To be done — Collect every line in the rows below that contains the word "wooden".

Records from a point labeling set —
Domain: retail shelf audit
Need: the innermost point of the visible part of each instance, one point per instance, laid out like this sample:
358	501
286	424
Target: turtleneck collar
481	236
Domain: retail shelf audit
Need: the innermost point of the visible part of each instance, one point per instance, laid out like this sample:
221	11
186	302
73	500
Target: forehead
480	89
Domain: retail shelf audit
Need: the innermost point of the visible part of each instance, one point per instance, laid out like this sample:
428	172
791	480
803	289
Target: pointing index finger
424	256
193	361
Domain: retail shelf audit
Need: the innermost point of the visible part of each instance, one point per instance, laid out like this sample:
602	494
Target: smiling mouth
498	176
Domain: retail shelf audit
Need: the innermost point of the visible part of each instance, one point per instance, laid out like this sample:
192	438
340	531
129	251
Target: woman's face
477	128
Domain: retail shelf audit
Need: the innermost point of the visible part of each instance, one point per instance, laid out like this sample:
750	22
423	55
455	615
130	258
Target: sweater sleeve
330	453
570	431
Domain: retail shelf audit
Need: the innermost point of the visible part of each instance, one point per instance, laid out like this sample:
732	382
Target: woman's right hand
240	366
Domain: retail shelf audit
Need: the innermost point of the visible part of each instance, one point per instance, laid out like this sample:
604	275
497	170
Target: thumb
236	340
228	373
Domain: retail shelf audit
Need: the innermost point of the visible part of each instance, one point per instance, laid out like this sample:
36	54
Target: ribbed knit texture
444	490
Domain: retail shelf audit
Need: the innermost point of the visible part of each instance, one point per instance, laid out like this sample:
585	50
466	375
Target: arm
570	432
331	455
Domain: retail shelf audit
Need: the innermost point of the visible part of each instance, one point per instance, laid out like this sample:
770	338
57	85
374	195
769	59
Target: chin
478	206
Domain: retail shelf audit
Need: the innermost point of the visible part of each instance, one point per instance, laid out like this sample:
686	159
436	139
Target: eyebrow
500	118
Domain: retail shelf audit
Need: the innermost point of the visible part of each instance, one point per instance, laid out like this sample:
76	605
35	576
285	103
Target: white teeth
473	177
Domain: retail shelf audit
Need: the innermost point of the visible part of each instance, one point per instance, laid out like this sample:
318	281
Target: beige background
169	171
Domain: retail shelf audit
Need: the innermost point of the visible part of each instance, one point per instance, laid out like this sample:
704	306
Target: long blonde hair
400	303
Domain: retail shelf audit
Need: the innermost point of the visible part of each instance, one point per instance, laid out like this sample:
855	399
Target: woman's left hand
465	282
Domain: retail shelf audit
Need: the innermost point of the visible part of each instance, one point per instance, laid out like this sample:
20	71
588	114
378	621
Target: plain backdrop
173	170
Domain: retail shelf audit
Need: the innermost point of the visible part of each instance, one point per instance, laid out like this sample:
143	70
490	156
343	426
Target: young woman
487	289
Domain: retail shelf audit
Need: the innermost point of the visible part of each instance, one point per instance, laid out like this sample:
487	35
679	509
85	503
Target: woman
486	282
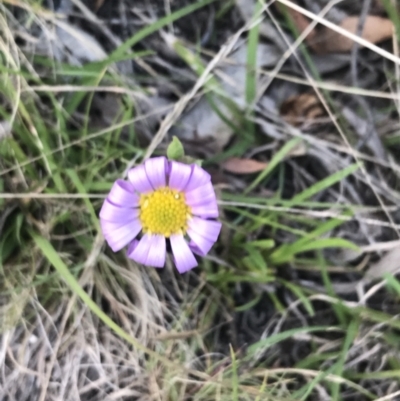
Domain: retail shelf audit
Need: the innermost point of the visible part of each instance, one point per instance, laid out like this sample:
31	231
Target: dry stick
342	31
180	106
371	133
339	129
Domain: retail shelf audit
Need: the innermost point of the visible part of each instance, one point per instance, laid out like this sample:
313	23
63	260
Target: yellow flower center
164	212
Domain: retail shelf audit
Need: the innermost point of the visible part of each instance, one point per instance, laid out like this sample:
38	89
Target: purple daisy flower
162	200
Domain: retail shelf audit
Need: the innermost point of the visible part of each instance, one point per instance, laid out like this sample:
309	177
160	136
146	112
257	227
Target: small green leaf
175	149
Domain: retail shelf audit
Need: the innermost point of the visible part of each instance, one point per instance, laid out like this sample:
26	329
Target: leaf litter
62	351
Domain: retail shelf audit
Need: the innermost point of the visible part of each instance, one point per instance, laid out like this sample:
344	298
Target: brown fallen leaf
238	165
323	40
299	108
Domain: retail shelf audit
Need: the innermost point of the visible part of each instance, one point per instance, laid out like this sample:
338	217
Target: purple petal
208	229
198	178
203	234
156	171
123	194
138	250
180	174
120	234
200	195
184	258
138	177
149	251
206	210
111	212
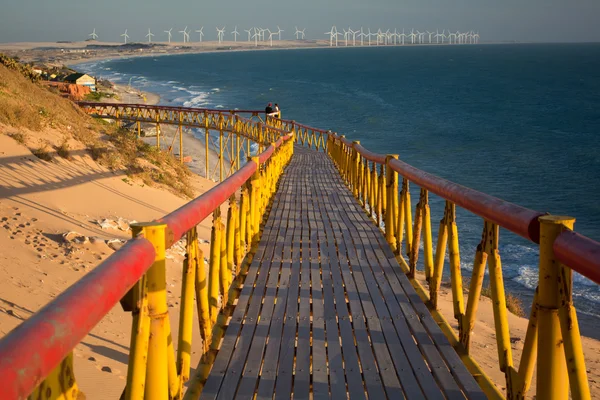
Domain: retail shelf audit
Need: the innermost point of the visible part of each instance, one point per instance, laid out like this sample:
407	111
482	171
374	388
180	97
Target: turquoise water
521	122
...
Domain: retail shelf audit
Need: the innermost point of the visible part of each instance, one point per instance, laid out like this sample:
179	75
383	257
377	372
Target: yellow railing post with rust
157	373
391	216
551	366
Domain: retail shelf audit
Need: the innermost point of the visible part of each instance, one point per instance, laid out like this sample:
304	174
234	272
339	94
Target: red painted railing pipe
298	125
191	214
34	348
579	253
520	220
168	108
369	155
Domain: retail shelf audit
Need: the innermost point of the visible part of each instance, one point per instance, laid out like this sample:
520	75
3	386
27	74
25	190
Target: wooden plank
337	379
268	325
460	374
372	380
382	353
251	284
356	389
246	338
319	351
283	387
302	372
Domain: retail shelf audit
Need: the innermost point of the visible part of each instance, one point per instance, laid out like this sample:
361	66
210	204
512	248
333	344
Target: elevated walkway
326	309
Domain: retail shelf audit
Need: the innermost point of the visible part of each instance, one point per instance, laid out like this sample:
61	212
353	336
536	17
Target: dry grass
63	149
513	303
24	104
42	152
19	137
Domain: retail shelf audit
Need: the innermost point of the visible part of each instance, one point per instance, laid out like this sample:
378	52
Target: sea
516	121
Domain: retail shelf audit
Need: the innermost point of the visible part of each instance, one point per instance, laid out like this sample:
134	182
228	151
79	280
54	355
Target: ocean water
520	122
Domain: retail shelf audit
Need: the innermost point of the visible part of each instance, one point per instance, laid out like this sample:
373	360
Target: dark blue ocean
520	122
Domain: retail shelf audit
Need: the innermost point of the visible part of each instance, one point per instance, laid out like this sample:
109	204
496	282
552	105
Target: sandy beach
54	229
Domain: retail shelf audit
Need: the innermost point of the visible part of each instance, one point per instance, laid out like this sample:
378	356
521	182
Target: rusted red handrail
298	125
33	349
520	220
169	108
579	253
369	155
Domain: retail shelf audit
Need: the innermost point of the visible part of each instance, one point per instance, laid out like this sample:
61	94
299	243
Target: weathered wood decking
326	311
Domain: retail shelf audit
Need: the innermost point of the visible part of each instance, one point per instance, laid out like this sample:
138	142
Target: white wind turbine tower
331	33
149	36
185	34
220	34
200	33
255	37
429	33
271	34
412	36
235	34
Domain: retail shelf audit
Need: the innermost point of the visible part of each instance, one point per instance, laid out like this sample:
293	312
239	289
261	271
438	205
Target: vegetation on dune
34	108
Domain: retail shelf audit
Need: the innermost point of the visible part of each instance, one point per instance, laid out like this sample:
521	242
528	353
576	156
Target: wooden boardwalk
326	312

Reply —
Target: wooden plank
Target: wooden boardwalk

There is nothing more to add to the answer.